Copy the data exactly from the line that contains "Target: jelly smear" through the line that contains "[(263, 58), (377, 272), (198, 176)]", keeping both end lines and leaving out everything else.

*** Opening Data shown ***

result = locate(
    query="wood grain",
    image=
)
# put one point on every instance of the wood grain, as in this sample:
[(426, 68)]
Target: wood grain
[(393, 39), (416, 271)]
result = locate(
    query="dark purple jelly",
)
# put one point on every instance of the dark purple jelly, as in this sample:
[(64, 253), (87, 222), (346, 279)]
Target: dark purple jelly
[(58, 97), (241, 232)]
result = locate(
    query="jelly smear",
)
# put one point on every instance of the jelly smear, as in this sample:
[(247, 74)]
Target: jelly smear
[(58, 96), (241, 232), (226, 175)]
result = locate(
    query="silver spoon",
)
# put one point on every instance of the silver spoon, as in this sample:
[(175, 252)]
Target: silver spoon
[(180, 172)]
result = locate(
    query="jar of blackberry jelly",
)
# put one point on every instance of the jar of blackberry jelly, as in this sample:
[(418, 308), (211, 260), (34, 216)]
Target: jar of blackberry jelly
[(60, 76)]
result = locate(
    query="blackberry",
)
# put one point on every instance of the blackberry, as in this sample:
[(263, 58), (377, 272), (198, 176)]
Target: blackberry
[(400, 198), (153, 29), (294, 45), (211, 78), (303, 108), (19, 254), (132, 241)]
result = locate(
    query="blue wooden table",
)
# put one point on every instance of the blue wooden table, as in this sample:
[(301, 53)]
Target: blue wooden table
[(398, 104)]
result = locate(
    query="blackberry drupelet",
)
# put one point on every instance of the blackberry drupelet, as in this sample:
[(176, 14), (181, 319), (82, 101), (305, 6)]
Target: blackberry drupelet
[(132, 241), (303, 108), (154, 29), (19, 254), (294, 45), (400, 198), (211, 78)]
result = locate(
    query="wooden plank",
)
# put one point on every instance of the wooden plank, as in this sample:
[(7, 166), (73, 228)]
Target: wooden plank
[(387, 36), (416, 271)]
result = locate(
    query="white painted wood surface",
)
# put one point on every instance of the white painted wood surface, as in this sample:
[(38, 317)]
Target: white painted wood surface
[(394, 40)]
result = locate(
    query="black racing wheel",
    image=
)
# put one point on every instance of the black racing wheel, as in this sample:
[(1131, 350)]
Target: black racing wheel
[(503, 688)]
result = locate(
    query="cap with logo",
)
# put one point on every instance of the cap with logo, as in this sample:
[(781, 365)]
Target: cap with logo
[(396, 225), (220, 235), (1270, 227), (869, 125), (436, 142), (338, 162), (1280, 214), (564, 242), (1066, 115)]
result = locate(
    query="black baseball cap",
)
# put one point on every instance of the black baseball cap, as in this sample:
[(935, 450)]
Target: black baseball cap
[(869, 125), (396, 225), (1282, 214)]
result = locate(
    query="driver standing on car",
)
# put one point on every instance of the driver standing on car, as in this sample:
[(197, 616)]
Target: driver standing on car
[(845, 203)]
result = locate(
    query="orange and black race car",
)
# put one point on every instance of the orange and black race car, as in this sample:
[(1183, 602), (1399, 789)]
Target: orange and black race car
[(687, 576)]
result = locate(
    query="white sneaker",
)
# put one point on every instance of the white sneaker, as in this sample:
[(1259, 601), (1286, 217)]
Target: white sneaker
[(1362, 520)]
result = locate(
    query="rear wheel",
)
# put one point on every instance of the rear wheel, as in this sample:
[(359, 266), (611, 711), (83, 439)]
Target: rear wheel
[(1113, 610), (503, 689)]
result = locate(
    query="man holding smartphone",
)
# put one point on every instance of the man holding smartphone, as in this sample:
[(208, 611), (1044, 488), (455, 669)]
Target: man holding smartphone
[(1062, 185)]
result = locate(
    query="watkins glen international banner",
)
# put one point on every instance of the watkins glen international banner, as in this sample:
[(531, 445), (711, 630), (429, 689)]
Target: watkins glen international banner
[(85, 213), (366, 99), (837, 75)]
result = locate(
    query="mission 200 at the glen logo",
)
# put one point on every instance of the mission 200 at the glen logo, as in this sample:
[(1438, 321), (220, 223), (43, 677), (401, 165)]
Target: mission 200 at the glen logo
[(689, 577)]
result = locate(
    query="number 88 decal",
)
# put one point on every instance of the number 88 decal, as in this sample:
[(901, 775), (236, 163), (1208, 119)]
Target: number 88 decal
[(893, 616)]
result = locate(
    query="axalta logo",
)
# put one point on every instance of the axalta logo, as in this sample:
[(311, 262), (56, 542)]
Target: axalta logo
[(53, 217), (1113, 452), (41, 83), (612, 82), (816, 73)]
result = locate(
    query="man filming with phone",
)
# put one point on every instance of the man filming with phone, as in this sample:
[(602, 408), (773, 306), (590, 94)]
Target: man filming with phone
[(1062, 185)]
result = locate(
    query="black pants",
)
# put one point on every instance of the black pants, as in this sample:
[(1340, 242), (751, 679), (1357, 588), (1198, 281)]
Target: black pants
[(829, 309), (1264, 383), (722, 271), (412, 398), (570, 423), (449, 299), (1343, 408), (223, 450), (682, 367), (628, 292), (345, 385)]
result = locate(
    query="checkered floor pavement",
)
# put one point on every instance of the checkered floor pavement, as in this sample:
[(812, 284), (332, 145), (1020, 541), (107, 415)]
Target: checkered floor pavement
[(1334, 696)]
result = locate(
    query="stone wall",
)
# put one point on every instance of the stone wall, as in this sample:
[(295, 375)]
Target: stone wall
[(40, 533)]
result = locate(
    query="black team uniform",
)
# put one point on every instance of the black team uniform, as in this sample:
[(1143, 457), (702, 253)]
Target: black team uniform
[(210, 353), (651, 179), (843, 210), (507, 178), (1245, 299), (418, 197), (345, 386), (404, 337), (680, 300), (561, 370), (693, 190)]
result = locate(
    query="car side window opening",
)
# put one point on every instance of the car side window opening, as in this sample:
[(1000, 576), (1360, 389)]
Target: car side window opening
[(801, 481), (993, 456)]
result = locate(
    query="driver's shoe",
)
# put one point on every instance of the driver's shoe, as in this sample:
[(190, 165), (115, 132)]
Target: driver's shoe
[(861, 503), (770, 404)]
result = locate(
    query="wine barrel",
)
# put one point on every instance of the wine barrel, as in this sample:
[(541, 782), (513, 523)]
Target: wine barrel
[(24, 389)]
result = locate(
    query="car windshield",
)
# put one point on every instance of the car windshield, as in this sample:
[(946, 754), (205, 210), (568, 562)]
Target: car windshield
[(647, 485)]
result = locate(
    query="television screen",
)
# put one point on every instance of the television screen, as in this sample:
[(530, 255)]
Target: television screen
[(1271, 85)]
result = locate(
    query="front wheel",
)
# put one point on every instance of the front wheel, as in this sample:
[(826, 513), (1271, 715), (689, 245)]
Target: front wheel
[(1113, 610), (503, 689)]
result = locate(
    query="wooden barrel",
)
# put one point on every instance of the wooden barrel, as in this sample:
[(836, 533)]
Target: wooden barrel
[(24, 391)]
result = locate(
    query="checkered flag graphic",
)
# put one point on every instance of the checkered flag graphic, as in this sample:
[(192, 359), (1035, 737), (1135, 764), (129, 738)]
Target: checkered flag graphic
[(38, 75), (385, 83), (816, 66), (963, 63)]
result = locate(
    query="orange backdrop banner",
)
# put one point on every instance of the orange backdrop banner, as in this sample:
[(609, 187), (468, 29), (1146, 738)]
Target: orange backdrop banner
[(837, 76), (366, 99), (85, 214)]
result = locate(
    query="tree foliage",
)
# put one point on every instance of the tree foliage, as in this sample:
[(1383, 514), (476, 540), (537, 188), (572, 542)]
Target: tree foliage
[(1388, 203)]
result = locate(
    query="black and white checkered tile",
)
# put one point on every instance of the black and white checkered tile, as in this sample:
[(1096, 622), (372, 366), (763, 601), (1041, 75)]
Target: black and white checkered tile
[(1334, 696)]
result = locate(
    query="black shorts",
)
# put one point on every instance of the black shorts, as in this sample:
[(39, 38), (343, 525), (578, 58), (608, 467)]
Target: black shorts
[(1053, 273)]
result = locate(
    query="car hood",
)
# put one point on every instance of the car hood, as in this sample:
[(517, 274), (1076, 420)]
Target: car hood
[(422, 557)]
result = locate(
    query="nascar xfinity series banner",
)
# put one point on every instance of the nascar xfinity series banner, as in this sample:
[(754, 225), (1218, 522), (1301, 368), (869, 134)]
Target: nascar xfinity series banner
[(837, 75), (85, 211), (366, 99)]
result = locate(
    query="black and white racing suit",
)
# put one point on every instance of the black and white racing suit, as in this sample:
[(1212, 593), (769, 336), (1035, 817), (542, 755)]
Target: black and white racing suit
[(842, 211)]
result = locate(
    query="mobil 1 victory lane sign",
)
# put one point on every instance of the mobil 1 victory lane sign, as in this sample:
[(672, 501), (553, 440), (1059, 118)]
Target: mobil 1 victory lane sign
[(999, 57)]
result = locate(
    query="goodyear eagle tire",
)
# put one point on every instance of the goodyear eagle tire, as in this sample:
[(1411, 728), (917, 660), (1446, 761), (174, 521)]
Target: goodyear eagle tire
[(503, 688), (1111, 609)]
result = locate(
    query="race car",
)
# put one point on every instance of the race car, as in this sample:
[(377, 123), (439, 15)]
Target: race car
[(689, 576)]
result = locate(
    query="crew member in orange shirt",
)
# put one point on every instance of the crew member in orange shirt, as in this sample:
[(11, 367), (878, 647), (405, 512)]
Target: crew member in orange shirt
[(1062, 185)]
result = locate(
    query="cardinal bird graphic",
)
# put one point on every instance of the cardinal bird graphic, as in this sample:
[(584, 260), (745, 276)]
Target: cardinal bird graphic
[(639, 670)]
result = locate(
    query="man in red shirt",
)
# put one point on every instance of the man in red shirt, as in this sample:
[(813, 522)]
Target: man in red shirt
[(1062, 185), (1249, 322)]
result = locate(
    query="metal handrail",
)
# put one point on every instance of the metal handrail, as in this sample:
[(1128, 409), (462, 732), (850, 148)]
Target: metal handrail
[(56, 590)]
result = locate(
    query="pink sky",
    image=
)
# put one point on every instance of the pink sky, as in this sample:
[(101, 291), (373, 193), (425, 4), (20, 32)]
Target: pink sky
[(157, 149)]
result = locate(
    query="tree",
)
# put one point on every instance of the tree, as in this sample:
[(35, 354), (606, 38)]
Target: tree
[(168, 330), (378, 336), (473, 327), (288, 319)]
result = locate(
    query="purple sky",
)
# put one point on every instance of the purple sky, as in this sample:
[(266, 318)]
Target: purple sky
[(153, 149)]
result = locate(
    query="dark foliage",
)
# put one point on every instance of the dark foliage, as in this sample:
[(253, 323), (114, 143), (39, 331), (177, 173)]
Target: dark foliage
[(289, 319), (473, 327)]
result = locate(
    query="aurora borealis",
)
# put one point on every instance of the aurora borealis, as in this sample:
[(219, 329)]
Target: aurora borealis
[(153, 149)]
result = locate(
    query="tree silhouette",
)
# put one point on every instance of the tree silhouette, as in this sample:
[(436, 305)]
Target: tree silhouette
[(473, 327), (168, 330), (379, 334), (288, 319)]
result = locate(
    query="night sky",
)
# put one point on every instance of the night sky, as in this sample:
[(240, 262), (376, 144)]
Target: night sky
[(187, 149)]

*** Closing Data shown ***

### Solution for this task
Target: jelly smear
[(58, 96), (241, 232), (226, 175)]
result = locate(
    query="silver spoon",
)
# put one point on every instance of the silver spoon, as in this sample:
[(175, 252)]
Target: silver spoon
[(180, 172)]
result = locate(
    query="jar of blackberry jelly",
)
# put one point on every instance of the jar of blackberry jelly, as in this sample:
[(418, 308), (211, 260), (34, 216)]
Target: jar of blackberry jelly
[(60, 76)]
result = locate(
    query="blackberry",
)
# put one point on every instance of the blackberry, as in this sample:
[(263, 58), (377, 272), (198, 176)]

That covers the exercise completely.